→ **WHAT YOU NEED TO DO**
In the listing that follows, how many lines contain "rear"? Give the number only.

→ **THE RECORDS**
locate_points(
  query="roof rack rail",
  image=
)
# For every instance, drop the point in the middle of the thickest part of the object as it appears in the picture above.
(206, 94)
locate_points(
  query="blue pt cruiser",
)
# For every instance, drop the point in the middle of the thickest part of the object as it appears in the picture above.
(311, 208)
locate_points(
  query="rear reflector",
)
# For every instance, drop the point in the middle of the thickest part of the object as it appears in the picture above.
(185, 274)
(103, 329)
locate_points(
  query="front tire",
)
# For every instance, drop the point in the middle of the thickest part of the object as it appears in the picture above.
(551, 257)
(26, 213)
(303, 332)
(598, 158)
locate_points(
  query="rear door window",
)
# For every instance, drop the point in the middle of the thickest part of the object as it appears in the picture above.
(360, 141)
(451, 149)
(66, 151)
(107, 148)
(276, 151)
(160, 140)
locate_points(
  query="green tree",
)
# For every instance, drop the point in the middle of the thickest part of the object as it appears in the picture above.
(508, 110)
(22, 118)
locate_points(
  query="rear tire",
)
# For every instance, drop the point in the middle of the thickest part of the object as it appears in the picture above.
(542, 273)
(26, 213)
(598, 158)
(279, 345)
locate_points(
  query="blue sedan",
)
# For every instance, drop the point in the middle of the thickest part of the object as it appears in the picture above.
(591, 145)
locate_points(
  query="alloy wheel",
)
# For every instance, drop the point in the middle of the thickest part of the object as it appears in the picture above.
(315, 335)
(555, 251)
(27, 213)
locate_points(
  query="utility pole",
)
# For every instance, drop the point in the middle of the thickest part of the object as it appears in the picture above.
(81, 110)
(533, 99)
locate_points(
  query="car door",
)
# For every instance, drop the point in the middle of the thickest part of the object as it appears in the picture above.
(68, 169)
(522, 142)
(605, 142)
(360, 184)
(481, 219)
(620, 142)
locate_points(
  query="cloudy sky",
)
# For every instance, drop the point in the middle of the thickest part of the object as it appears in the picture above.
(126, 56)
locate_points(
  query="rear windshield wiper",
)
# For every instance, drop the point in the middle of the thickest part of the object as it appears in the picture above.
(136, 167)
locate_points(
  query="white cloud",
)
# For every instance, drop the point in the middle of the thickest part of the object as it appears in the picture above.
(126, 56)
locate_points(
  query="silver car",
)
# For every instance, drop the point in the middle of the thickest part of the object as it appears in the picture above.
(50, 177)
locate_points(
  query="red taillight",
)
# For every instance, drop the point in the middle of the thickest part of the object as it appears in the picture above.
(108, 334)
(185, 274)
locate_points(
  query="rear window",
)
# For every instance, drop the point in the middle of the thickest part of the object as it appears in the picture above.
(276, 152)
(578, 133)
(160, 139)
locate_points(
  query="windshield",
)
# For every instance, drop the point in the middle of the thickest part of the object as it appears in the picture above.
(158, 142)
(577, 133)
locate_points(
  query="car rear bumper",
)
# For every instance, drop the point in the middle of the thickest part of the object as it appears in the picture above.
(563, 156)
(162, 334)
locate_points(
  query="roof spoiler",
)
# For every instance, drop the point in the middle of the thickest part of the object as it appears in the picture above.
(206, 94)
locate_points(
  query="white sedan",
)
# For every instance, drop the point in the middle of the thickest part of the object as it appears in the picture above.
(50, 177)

==

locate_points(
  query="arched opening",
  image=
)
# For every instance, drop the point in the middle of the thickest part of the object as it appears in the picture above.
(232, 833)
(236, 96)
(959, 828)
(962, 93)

→ **COMPLETED EXERCISE**
6